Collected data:
------------------------------

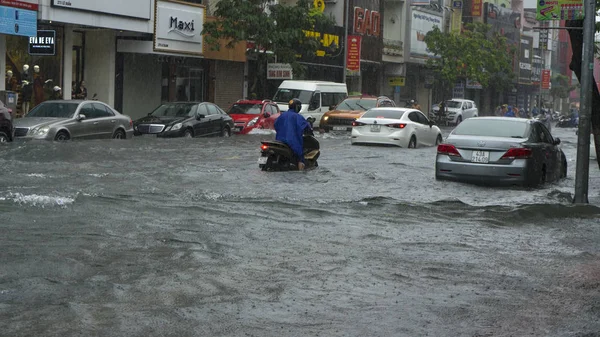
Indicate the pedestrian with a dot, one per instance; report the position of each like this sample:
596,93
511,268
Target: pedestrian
81,92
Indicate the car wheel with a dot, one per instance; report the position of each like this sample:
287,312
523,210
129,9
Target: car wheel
412,143
226,132
62,136
119,134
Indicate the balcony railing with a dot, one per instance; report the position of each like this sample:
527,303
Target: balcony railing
392,47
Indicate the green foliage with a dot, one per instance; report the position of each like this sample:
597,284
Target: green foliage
278,29
561,87
477,54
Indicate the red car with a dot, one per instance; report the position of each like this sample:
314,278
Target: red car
253,114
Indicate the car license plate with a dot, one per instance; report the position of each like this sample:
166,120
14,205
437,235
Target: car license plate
480,157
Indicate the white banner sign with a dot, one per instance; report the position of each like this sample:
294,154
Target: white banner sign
422,23
178,28
279,71
133,8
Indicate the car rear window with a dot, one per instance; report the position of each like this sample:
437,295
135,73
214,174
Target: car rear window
378,113
491,127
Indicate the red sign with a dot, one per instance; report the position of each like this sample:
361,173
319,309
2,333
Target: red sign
546,79
19,4
353,60
476,7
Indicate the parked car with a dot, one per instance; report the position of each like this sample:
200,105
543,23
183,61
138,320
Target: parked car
185,119
403,127
76,119
340,118
7,130
459,109
253,114
501,150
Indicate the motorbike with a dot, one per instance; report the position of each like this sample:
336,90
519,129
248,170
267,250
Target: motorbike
277,156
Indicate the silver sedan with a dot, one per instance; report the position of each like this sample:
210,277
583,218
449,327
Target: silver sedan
501,150
75,119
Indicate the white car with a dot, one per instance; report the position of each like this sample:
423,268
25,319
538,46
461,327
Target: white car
403,127
459,109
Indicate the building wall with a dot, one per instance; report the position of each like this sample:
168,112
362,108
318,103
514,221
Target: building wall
141,84
99,72
229,86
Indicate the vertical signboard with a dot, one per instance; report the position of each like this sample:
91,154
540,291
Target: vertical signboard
422,23
546,79
353,61
560,10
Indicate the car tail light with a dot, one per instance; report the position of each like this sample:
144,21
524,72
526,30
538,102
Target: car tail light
517,153
397,126
448,149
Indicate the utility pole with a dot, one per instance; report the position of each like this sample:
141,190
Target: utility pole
346,9
582,170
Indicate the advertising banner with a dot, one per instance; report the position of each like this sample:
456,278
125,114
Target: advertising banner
140,9
546,79
353,61
16,21
43,44
422,23
559,10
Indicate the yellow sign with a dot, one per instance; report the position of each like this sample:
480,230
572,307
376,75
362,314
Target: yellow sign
320,5
396,81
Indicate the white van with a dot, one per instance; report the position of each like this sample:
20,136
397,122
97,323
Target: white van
316,96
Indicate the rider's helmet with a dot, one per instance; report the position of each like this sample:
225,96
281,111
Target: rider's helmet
295,104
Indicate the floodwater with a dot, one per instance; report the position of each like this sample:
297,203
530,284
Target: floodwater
187,237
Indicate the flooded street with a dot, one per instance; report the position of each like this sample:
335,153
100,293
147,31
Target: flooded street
187,237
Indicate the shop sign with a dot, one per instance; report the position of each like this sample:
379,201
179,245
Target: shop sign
559,10
396,81
476,7
525,59
422,23
354,47
503,21
43,44
279,71
366,22
331,47
140,9
178,28
31,5
17,21
546,79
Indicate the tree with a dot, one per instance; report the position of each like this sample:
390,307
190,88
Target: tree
561,87
276,31
477,54
576,36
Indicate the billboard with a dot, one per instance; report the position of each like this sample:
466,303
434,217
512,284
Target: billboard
422,23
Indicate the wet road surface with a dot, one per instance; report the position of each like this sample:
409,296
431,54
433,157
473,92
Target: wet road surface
180,237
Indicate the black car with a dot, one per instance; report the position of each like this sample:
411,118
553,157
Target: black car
7,130
185,119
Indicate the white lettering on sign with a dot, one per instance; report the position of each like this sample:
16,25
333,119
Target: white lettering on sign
181,27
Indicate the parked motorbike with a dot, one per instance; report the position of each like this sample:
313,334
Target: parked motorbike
278,156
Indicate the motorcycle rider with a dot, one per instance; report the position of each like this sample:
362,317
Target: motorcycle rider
290,127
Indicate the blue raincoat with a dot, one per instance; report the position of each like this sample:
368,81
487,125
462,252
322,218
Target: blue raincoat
290,127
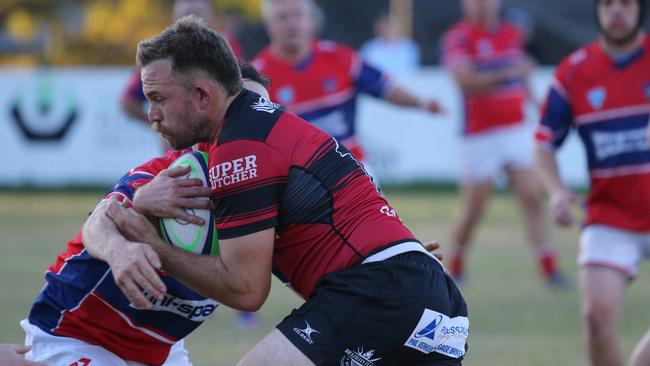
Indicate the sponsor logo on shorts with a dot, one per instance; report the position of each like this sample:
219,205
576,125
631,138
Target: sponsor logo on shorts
596,97
306,333
359,358
436,332
234,171
81,362
194,310
263,105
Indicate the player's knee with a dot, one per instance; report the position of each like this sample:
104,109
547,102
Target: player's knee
531,202
599,316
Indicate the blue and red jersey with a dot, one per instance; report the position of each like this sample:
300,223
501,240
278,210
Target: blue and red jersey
268,169
488,50
323,88
81,299
607,100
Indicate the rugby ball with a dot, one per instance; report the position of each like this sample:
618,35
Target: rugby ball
200,239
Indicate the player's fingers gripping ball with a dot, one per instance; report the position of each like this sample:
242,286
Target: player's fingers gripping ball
200,239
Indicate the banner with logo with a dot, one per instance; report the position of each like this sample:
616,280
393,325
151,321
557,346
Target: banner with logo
65,126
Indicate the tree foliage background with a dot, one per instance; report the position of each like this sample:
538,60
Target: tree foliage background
88,32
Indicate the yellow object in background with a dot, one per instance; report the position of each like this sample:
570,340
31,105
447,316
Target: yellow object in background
21,26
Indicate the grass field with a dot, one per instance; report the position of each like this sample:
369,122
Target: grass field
515,319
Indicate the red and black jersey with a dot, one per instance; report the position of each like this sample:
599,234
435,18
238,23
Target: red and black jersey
271,169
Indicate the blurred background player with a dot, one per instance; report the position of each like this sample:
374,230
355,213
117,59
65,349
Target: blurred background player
133,100
11,355
320,80
486,58
389,50
603,90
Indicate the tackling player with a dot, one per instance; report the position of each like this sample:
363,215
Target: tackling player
82,316
603,91
485,55
321,80
305,207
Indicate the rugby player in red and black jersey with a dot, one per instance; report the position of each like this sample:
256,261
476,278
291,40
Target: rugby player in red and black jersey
287,197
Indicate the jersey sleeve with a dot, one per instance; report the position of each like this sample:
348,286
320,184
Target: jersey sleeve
557,114
133,89
248,181
135,178
368,79
454,48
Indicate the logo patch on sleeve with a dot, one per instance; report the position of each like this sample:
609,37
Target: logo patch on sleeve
436,332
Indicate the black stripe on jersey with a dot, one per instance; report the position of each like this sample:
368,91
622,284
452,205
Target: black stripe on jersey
248,201
334,165
249,117
349,178
306,200
319,151
258,213
238,231
248,186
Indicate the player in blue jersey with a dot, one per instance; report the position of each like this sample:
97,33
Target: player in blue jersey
603,92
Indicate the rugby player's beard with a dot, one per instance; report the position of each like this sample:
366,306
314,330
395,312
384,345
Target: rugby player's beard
620,41
197,129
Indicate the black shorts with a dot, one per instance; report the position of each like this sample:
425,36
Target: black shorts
403,310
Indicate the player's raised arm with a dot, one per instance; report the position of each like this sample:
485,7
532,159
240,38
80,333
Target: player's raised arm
240,277
133,264
170,195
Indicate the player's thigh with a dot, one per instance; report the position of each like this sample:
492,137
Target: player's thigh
617,249
518,148
52,350
601,291
400,311
480,158
275,349
524,184
475,195
178,355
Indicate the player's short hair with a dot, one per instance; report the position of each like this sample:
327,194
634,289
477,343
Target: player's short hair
192,46
319,16
642,13
251,73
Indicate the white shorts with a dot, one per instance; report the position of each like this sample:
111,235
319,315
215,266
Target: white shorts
54,350
606,246
485,155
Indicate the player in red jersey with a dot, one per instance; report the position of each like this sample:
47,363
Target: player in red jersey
603,91
10,355
133,100
287,196
486,58
321,80
82,316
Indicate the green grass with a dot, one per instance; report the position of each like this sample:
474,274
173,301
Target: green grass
515,319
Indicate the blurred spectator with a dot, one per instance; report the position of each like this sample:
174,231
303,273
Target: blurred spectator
321,80
133,99
521,19
389,50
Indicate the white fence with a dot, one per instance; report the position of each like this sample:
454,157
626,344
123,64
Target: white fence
64,126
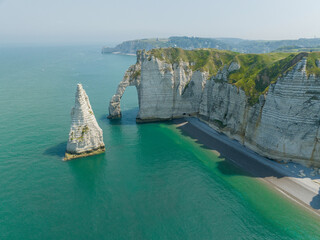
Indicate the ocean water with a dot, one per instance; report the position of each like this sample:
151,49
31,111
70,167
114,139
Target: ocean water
153,182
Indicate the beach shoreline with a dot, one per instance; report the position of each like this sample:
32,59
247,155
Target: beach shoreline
297,182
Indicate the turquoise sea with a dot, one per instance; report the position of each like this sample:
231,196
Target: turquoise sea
153,182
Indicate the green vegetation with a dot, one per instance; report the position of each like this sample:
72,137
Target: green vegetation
209,60
256,73
312,67
297,49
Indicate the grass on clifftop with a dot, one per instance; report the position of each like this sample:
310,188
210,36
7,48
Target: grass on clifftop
256,73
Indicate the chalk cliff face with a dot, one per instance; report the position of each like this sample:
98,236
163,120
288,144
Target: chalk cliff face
282,125
85,137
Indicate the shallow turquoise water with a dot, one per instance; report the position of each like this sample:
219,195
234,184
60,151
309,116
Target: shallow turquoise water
153,182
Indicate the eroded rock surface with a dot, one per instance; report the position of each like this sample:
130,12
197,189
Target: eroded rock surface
85,137
283,125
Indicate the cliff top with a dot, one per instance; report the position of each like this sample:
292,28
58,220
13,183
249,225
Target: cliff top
256,73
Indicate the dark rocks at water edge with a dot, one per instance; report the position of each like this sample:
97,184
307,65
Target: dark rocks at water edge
85,137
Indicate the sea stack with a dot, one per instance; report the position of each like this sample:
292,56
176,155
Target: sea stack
85,137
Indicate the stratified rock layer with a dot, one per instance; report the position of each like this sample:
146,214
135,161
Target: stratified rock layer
283,125
85,137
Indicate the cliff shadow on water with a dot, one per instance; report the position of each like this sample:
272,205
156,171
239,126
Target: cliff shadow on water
57,150
234,156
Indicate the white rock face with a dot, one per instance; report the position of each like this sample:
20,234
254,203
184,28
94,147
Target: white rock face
85,137
284,125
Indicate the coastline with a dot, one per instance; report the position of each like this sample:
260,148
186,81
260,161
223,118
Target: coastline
297,182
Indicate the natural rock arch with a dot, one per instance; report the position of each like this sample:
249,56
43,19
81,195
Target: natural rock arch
131,78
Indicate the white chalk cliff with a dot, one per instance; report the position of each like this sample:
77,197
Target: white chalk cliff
283,125
85,137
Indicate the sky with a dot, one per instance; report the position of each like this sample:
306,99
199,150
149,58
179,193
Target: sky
106,21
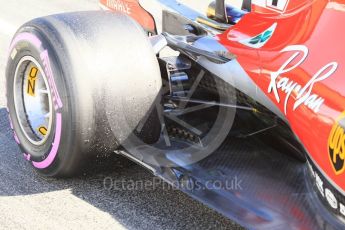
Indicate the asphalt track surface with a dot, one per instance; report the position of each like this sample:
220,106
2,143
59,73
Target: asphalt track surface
30,201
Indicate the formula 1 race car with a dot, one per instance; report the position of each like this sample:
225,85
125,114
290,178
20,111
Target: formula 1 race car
242,107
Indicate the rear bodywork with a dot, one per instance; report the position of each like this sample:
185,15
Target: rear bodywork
290,59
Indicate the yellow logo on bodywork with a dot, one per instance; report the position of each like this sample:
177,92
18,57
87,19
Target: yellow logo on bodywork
336,145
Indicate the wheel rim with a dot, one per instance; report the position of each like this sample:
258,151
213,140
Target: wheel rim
32,101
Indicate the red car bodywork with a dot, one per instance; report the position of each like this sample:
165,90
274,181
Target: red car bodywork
313,67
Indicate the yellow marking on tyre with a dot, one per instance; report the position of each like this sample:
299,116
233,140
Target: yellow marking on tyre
43,130
32,81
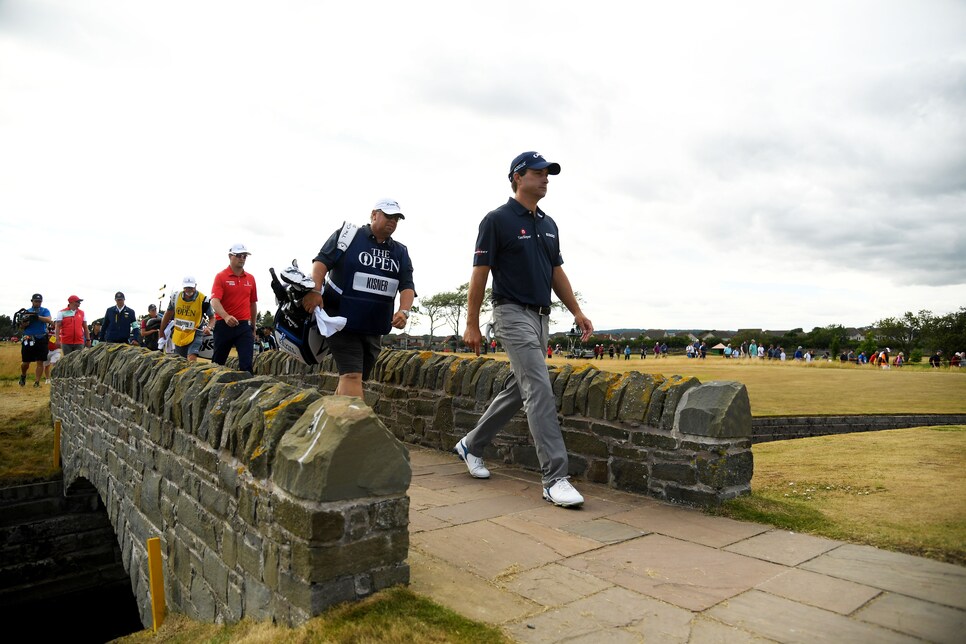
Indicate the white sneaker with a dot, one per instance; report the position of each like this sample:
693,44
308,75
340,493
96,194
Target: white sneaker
473,463
562,493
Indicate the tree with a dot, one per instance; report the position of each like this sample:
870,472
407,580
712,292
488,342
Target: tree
432,308
905,333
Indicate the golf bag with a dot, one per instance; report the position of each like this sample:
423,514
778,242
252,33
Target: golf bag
295,330
23,318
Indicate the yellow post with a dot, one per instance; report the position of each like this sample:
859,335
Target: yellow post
57,445
156,579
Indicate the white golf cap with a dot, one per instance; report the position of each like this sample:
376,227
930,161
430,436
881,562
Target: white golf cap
390,207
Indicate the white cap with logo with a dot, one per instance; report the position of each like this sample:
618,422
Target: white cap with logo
390,207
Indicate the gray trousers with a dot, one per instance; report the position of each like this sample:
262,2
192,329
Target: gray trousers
524,334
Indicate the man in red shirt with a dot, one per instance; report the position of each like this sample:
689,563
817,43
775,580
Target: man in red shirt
234,299
70,327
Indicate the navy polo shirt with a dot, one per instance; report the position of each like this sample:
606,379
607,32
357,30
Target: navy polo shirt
521,250
330,255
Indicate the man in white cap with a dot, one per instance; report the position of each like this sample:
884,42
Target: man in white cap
187,308
362,269
235,301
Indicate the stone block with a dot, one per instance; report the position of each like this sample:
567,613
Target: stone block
682,473
715,409
718,471
628,475
675,390
600,391
340,450
310,523
637,395
584,444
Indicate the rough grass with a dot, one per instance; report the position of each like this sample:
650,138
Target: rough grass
902,489
394,616
793,388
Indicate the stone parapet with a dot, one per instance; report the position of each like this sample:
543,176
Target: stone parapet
271,500
672,438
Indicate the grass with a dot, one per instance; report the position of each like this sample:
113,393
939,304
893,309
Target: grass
902,489
823,388
394,616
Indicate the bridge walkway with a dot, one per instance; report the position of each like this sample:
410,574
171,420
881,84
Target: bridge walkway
629,568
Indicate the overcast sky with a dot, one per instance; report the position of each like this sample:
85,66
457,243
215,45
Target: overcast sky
724,165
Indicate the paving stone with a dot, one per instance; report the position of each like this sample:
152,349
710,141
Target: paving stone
479,509
614,611
933,581
421,522
685,574
605,530
557,517
554,585
487,549
710,631
822,591
563,543
690,525
781,546
916,617
787,621
422,456
422,498
464,592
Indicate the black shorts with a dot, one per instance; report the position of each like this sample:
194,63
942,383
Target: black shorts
33,348
355,352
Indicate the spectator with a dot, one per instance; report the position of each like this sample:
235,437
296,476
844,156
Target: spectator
234,299
188,308
70,328
151,328
267,339
33,348
362,277
53,352
118,321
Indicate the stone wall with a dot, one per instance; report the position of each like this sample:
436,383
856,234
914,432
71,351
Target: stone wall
271,500
672,438
776,428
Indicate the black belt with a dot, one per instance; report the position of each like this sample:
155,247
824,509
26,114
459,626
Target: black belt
542,310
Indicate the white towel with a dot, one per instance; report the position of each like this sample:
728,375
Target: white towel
328,325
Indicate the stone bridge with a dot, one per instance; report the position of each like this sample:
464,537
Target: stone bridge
273,501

------------------------------

**What to work on:** Give the lines exactly as they stand, from the line with "Indicate the overcast" through the end of the material.

**Full output:**
Indicate the overcast sky with a dot, one per instance; report the position of each like this sample:
85,66
457,243
215,45
Target: overcast sky
724,165
Indicate the paving stone with a dot, one per instance; report the position of each like this sample:
152,349
710,141
Target: paving stone
479,509
614,611
933,581
421,522
685,574
605,530
557,517
554,585
487,549
710,631
822,591
563,543
690,525
781,546
916,617
787,621
422,456
422,498
464,592
Indicate the black shorts with a dot, one per instance; report the position of each like this sample:
194,63
942,383
Target: black shorts
33,348
355,352
Indicate the spectator with a dot, one per instance; report the position of each like this sample:
235,437
296,476
844,156
Target: spectator
234,299
188,308
70,328
151,328
267,339
33,348
362,277
53,352
118,321
Indicate the stone wall with a dot, one per instance; report the position of each like this sample:
436,383
856,234
914,432
71,351
Target: stone wall
271,500
672,438
776,428
Indicate the black belt with a dot, one per instance; report the position of each like this sample:
155,247
824,509
26,114
459,626
Target: black belt
542,310
Indicate the white towel with a dot, one per instance; report the position of each like this sample:
728,375
Target: white towel
328,325
Indicate the stone bridge with a dot, one per instance; report the position of each like this sample:
464,537
Target: stone bridge
273,501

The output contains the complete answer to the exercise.